Location identification entries:
┏━━
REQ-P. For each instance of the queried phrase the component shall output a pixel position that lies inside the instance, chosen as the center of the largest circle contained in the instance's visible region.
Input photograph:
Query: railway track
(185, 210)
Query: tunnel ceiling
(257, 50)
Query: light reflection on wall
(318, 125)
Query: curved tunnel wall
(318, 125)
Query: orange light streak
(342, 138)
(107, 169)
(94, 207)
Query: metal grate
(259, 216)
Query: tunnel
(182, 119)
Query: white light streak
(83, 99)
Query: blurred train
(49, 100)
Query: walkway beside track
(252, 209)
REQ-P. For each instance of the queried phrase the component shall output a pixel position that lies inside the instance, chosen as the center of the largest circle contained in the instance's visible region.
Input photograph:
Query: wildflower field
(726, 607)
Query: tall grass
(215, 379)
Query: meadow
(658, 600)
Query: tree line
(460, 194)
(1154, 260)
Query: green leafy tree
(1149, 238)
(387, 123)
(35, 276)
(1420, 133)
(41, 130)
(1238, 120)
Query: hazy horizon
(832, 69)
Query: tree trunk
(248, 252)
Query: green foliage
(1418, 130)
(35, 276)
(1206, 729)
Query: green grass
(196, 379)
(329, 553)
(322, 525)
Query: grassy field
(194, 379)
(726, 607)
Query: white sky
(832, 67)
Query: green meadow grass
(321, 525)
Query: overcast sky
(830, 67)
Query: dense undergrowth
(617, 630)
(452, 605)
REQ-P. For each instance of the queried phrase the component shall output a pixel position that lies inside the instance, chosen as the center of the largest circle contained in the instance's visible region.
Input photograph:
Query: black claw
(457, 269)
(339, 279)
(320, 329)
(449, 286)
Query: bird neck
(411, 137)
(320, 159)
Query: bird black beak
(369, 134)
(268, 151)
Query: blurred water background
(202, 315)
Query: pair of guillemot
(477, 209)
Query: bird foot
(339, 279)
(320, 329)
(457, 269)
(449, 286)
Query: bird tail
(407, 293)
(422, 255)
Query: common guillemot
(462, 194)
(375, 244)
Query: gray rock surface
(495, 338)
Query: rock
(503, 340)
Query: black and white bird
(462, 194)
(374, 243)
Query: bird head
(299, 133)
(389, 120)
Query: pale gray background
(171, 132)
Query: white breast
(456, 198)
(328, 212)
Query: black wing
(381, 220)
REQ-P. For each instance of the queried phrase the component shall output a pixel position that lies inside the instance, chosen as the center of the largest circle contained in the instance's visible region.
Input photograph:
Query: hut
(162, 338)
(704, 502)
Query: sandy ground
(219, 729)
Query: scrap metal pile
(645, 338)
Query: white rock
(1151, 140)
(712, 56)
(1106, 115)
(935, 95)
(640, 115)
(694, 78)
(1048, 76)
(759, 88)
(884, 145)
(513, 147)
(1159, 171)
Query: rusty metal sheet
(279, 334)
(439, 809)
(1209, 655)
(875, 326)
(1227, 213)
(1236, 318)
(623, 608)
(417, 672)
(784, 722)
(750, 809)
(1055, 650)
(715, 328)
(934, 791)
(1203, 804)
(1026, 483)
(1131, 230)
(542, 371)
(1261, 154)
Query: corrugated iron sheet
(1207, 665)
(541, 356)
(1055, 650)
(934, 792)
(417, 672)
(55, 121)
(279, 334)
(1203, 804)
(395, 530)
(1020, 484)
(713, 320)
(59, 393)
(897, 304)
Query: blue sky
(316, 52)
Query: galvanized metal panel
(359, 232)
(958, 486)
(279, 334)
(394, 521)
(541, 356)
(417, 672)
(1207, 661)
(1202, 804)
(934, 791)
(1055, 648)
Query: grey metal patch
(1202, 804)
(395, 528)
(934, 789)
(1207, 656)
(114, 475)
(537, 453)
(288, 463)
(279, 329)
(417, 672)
┗━━
* What needs to be done *
Reproduce all of the rows above word for word, changing nothing.

* The answer *
REQ-P. For each instance of the queried phrase the component shall output a pixel position that lies inside the instance, chosen as the center of the largest circle contained in the instance's visible region.
Input photograph:
Query: railway track
(185, 210)
Query: tunnel ceiling
(257, 50)
Query: light reflection on wall
(318, 125)
Query: curved tunnel wall
(318, 125)
Query: orange light streak
(342, 138)
(107, 169)
(94, 207)
Query: metal grate
(259, 216)
Query: tunnel
(182, 119)
Query: white light streak
(83, 99)
Query: blurred train
(49, 100)
Query: walkway beside track
(252, 209)
REQ-P. For each instance of the queried phrase the component shall output a pixel position that lies inside the instance, chosen as the center of the largest circle contained in the instance's visible region.
Input photograph:
Query: wildflower field
(726, 607)
Query: tall grass
(215, 379)
Query: meadow
(658, 600)
Query: tree line
(460, 194)
(1154, 260)
Query: green leafy tree
(1149, 238)
(387, 123)
(35, 276)
(1420, 133)
(41, 130)
(1238, 120)
Query: hazy horizon
(832, 69)
Query: tree trunk
(248, 252)
Query: green foliage
(1418, 130)
(35, 276)
(1206, 729)
Query: green grass
(196, 379)
(329, 553)
(322, 525)
Query: grassy field
(194, 379)
(726, 607)
Query: white sky
(832, 67)
Query: green meadow grass
(321, 525)
Query: overcast sky
(830, 67)
Query: dense undergrowth
(617, 630)
(452, 605)
REQ-P. For each instance of the queried phrase the component shall output a pixel position that lies inside the instance, chosen as the center of the largest circle contained in the instance's visible region.
Input photograph:
Query: black claw
(457, 269)
(339, 279)
(320, 329)
(449, 286)
Query: bird neck
(411, 137)
(320, 159)
Query: bird black beak
(369, 134)
(268, 151)
Query: blurred water background
(202, 315)
Query: pair of guillemot
(477, 209)
Query: bird foot
(339, 279)
(320, 329)
(457, 269)
(449, 286)
Query: bird tail
(407, 293)
(422, 255)
Query: common guillemot
(462, 194)
(375, 244)
Query: gray rock surface
(495, 338)
Query: rock
(503, 340)
Query: black and white bird
(462, 194)
(374, 243)
Query: bird head
(299, 133)
(389, 120)
Query: pale gray background
(171, 132)
Query: white breast
(456, 198)
(328, 212)
Query: black wing
(381, 220)
REQ-P. For each instance of the queried phrase the component shall output a pixel position that lies inside the instance, chosen as the center of the largest circle contained in the instance's visible region.
Input photograph:
Query: hut
(162, 338)
(704, 502)
Query: sandy ground
(219, 729)
Query: scrap metal pile
(645, 338)
Query: white rock
(1151, 140)
(712, 56)
(1106, 115)
(935, 95)
(640, 115)
(694, 78)
(1048, 76)
(759, 88)
(884, 145)
(513, 147)
(1159, 171)
Query: rusty metal sheet
(279, 334)
(439, 809)
(1209, 655)
(875, 326)
(1227, 213)
(1236, 318)
(623, 608)
(417, 672)
(784, 722)
(750, 809)
(1055, 650)
(715, 328)
(934, 791)
(1203, 804)
(1026, 483)
(1131, 230)
(542, 371)
(1261, 154)
Query: corrugated iron sheet
(1207, 665)
(541, 356)
(1055, 650)
(934, 792)
(417, 672)
(55, 121)
(279, 334)
(1203, 804)
(395, 530)
(1020, 484)
(713, 320)
(59, 393)
(897, 304)
Query: blue sky
(316, 52)
Query: galvanized metal panel
(359, 232)
(958, 486)
(279, 334)
(394, 521)
(541, 356)
(417, 672)
(1207, 661)
(1202, 804)
(934, 791)
(1055, 648)
Query: grey metal patch
(1202, 804)
(395, 528)
(934, 789)
(1207, 656)
(114, 475)
(537, 453)
(288, 463)
(279, 329)
(417, 672)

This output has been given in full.